> _Selection_:

SACRAMENT, n. A solemn religious ceremony to which several degrees of

authority and significance are attached. Rome has seven sacraments,

but the Protestant churches, being less prosperous, feel that they can

afford only two, and these of inferior sanctity. Some of the smaller

sects have no sacraments at all — for which mean economy they will

indubitable be damned.

 

SACRED, adj. Dedicated to some religious purpose; having a divine

character; inspiring solemn thoughts or emotions; as, the Dalai Lama

of Thibet; the Moogum of M’bwango; the temple of Apes in Ceylon; the

Cow in India; the Crocodile, the Cat and the Onion of ancient Egypt;

the Mufti of Moosh; the hair of the dog that bit Noah, etc.

 

All things are either sacred or profane.

The former to ecclesiasts bring gain;

The latter to the devil appertain.

 

Dumbo Omohundro

 

SANDLOTTER, n. A vertebrate mammal holding the political views of

Denis Kearney, a notorious demagogue of San Francisco, whose audiences

gathered in the open spaces (sandlots) of the town. True to the

traditions of his species, this leader of the proletariat was finally

bought off by his law-and-order enemies, living prosperously silent

and dying impenitently rich. But before his treason he imposed upon

California a constitution that was a confection of sin in a diction of

solecisms. The similarity between the words “sandlotter” and

“sansculotte” is problematically significant, but indubitably

suggestive.

 

SAFETY-CLUTCH, n. A mechanical device acting automatically to prevent

the fall of an elevator, or cage, in case of an accident to the

hoisting apparatus.

 

Once I seen a human ruin

In an elevator-well,

And his members was bestrewin’

All the place where he had fell.

 

And I says, apostrophisin’

That uncommon woful wreck:

“Your position’s so surprisin’

That I tremble for your neck!”

> _Dataset_:
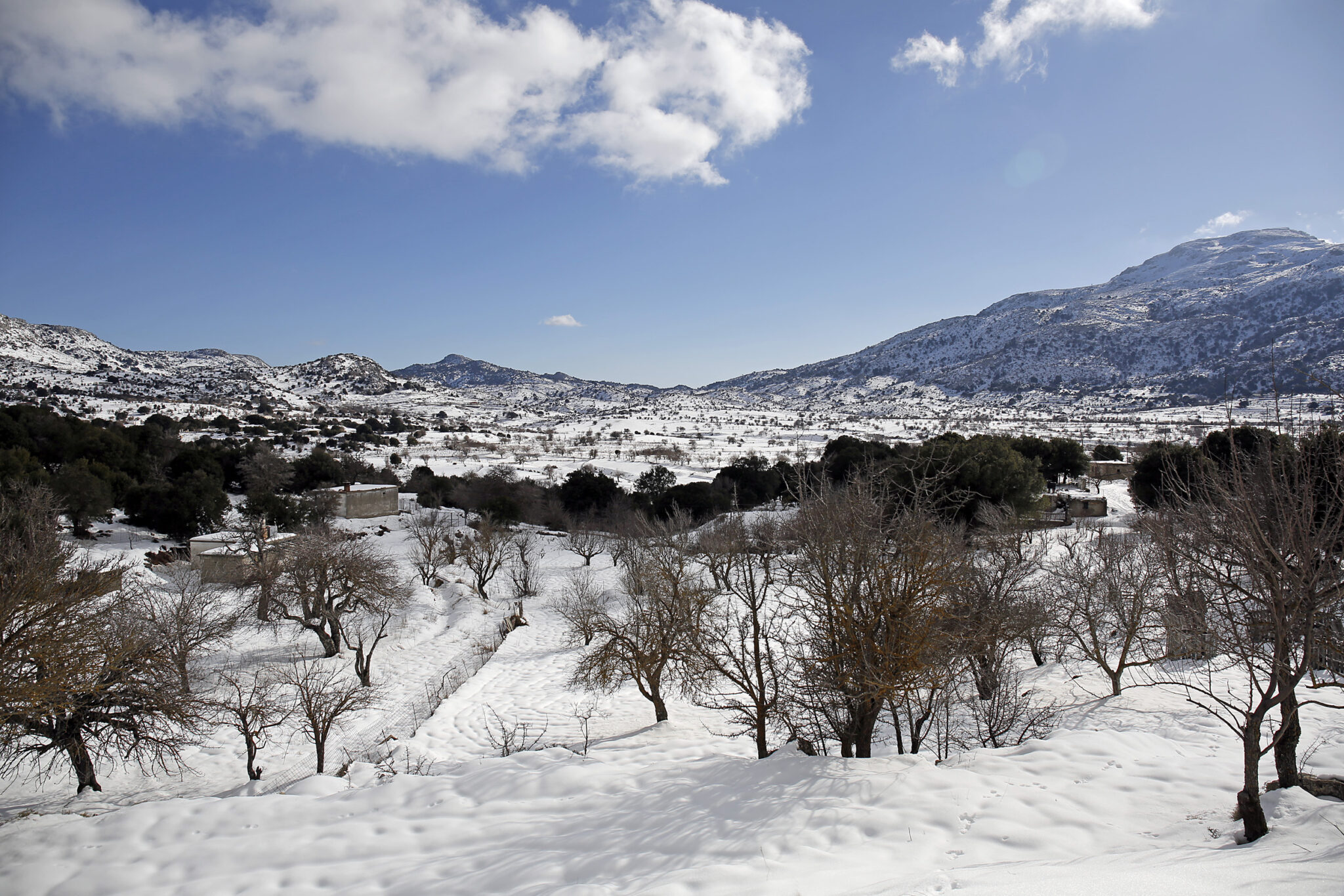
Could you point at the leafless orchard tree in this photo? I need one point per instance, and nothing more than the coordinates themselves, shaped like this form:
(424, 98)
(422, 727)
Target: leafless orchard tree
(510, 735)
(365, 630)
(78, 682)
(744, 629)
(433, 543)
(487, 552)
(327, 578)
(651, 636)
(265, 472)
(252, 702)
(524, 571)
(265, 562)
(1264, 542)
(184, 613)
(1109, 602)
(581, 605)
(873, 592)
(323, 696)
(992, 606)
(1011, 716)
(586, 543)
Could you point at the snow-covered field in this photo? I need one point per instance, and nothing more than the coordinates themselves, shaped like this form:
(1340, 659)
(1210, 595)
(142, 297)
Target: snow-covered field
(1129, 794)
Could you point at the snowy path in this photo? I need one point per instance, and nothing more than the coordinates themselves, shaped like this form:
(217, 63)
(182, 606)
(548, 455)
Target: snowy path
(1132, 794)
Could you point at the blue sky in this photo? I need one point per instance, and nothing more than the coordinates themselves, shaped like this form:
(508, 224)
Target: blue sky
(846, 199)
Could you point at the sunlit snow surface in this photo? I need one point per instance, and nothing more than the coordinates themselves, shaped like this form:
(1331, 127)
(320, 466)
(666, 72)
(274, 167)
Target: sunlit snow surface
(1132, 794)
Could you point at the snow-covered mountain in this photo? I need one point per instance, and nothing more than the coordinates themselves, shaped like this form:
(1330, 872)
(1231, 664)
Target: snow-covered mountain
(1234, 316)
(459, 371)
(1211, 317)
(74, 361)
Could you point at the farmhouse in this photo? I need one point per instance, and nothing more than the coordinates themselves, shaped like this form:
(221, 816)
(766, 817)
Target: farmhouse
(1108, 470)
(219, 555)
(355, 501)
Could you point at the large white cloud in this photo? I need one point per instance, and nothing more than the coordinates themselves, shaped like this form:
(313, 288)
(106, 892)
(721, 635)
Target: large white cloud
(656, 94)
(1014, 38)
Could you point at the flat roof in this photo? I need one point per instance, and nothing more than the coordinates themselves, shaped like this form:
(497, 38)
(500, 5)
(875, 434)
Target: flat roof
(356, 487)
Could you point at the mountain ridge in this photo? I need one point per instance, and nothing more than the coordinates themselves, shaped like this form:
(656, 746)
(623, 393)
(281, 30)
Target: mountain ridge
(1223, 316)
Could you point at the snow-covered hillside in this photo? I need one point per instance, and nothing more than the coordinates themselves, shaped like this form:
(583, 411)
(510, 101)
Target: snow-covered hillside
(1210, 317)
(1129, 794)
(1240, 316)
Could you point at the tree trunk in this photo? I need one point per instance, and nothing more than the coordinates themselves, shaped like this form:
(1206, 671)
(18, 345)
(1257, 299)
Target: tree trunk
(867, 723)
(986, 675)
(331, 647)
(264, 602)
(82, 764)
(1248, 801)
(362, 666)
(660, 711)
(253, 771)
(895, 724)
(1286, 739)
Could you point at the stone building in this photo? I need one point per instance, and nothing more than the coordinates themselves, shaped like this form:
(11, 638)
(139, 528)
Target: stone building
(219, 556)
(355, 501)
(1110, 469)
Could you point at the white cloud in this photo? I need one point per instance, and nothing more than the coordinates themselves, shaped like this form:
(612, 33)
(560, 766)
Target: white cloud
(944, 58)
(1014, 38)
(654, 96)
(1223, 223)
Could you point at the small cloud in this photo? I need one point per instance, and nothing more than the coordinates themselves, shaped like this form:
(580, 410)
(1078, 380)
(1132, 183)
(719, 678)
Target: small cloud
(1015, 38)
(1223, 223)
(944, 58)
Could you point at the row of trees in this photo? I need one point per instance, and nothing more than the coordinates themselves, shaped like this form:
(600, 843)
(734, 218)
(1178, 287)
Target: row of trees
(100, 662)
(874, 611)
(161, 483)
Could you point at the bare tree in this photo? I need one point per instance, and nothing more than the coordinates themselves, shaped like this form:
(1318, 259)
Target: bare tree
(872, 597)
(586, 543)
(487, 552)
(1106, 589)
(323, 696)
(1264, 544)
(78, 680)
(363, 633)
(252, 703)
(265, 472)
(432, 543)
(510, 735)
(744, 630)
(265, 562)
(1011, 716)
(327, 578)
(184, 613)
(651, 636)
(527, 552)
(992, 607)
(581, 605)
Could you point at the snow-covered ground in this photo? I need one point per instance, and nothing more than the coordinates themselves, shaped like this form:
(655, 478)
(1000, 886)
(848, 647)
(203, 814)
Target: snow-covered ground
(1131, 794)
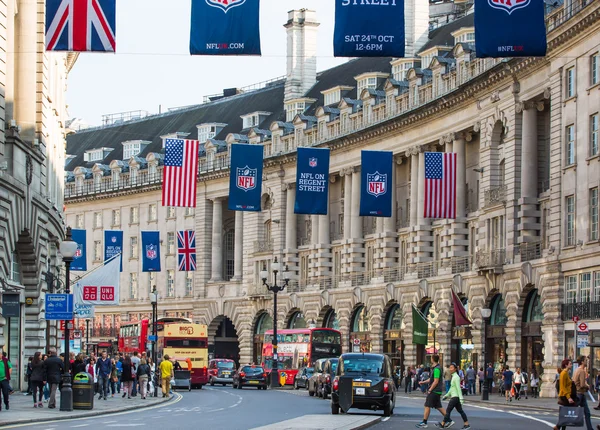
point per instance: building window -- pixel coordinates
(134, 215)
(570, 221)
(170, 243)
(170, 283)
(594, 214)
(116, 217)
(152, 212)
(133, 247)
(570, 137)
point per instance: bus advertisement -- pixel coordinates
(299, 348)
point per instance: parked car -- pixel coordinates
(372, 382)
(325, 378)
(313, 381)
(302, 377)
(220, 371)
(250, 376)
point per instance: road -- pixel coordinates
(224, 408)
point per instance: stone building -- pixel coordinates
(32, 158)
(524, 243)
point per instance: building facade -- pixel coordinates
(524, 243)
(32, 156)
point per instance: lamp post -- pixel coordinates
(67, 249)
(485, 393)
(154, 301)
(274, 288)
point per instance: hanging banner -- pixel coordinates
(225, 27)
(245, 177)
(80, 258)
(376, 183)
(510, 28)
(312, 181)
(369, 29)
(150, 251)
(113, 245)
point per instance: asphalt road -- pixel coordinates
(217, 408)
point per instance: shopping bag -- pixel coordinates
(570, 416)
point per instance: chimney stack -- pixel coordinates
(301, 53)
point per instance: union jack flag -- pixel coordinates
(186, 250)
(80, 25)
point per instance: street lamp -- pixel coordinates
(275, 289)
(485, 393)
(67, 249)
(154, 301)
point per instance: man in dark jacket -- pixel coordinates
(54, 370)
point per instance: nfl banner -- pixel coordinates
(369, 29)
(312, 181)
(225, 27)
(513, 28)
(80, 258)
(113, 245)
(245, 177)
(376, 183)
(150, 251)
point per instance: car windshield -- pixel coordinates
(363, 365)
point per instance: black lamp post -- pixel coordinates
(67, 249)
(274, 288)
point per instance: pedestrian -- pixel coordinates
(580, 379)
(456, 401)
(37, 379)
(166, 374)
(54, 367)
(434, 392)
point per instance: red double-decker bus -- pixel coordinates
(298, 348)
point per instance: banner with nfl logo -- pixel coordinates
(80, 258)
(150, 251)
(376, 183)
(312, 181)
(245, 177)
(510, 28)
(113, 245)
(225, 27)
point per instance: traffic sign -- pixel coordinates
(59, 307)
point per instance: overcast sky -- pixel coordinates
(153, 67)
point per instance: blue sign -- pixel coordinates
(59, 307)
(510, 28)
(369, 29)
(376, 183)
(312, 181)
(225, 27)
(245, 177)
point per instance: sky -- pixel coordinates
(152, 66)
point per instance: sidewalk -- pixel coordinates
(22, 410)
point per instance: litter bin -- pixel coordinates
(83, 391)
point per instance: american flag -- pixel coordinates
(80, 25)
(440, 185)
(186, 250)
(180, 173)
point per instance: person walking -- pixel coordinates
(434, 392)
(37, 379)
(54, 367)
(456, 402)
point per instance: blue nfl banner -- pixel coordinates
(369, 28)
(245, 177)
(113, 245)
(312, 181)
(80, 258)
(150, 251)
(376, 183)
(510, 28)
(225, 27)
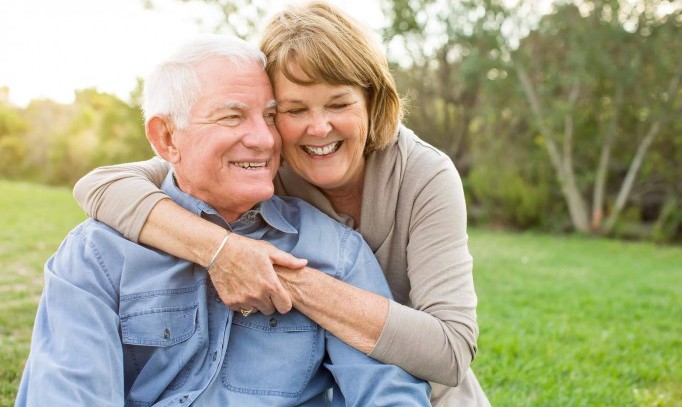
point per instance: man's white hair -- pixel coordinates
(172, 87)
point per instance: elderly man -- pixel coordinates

> _Problems_:
1 - Rescale the rows, starting with the line containing "point per instance: american" and going on through the last row. Give those lines again, labeling lines included, with every coordinate in the answers multiplied by 0.85 and rounded to whole numbers (halves round up), and leave the pictures out.
2 - Continue the satirical dictionary entries from the point where they stop.
The dictionary entries and the rows come from unrelated sources.

> _Responses_:
1 -
point per instance: american flag -- pixel coordinates
(68, 21)
(374, 157)
(158, 213)
(153, 147)
point per instance: person walking -- pixel coordinates
(369, 333)
(31, 322)
(46, 312)
(388, 342)
point per instance: blue nfl banner -- pixel coordinates
(314, 24)
(208, 150)
(96, 208)
(265, 154)
(68, 219)
(128, 213)
(320, 156)
(434, 24)
(191, 23)
point per instance: man's white hair -- pixel coordinates
(146, 74)
point per instance: elderly man -- pixel coordinates

2 -
 

Then that ruin, smilin’ sadly

And impressive, up and spoke:

“Well, I wouldn’t tremble badly,

For it’s been a fortnight broke.”

 

Then, for further comprehension

Of his attitude, he begs

I will focus my attention

On his various arms and legs —

 

How they all are contumacious;

Where they each, respective, lie;

How one trotter proves ungracious,

T’other one an alibi.

 

These particulars is mentioned

For to show his dismal state,

Which I wasn’t first intentioned

To specifical relate.

 

None is worser to be dreaded

That I ever have heard tell

Than the gent’s who there was spreaded

In that elevator-well.

 

Now this tale is allegoric —

It is figurative all,

For the well is metaphoric

And the feller didn’t fall.

 

I opine it isn’t moral

For a writer-man to cheat,

And despise to wear a laurel

As was gotten by deceit.

 

For ‘tis Politics intended

By the elevator, mind,

It will boost a person splendid

If his talent is the kind.

 

Col. Bryan had the talent

(For the busted man is him)

And it shot him up right gallant

Till his head begun to swim.

 

Then the rope it broke above him

And he painful come to earth

Where there’s nobody to love him

For his detrimented worth.

 

Though he’s livin’ none would know him,

Or at leastwise not as such.

Moral of this woful poem:

Frequent oil your safety-clutch.

 

Porfer Poog

 

SAINT, n. A dead sinner revised and edited.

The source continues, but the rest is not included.